# START OF Given data

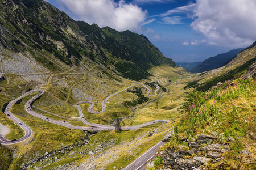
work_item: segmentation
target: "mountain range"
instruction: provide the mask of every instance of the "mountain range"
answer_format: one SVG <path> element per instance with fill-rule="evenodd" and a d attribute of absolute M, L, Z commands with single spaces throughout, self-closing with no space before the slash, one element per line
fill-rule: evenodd
<path fill-rule="evenodd" d="M 244 49 L 245 48 L 238 48 L 225 53 L 218 54 L 216 56 L 210 57 L 204 60 L 201 63 L 191 69 L 189 71 L 193 73 L 202 73 L 218 68 L 228 63 L 234 58 L 237 54 Z"/>
<path fill-rule="evenodd" d="M 49 71 L 67 70 L 86 58 L 138 80 L 154 66 L 176 66 L 143 35 L 75 22 L 44 1 L 3 1 L 0 8 L 0 46 L 28 52 Z"/>

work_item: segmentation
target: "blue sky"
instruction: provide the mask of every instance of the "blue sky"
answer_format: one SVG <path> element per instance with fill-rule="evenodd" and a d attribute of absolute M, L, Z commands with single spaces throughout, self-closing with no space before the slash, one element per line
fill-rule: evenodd
<path fill-rule="evenodd" d="M 256 40 L 255 0 L 47 0 L 75 20 L 146 36 L 176 62 L 200 61 Z"/>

# END OF Given data

Challenge - Render the listing above as a Markdown table with the columns No. and Line, giving each non-blank line its own row and numbering the rows in order. Omit the pictures and skip blank lines.

Correct response -
| No. | Line |
|---|---|
| 1 | work_item: segmentation |
| 2 | target: "mountain range" |
| 3 | instruction: provide the mask of every instance of the "mountain range" |
| 4 | answer_format: one SVG <path> element per instance with fill-rule="evenodd" and a d attribute of absolute M, L, Z commands with single spaces throughout, self-closing with no space before the slash, one element per line |
| 5 | fill-rule: evenodd |
| 6 | <path fill-rule="evenodd" d="M 244 49 L 245 48 L 238 48 L 225 53 L 218 54 L 216 56 L 210 57 L 204 60 L 201 63 L 191 69 L 189 71 L 193 73 L 202 73 L 218 68 L 228 63 L 234 58 L 237 54 Z"/> |
| 7 | <path fill-rule="evenodd" d="M 49 71 L 67 70 L 86 58 L 138 80 L 154 66 L 176 66 L 143 35 L 75 22 L 44 1 L 3 1 L 0 8 L 0 46 L 28 52 Z"/> |
| 8 | work_item: segmentation |
| 9 | target: "blue sky" |
| 10 | instruction: provide the mask of every instance of the "blue sky" |
| 11 | answer_format: one SVG <path> element per instance with fill-rule="evenodd" and a d attribute of absolute M, L, Z commands with single spaces throughout, self-closing with no space before the slash, one element per line |
| 12 | fill-rule: evenodd |
| 13 | <path fill-rule="evenodd" d="M 256 40 L 255 0 L 47 0 L 75 20 L 146 36 L 176 62 L 200 61 Z"/> |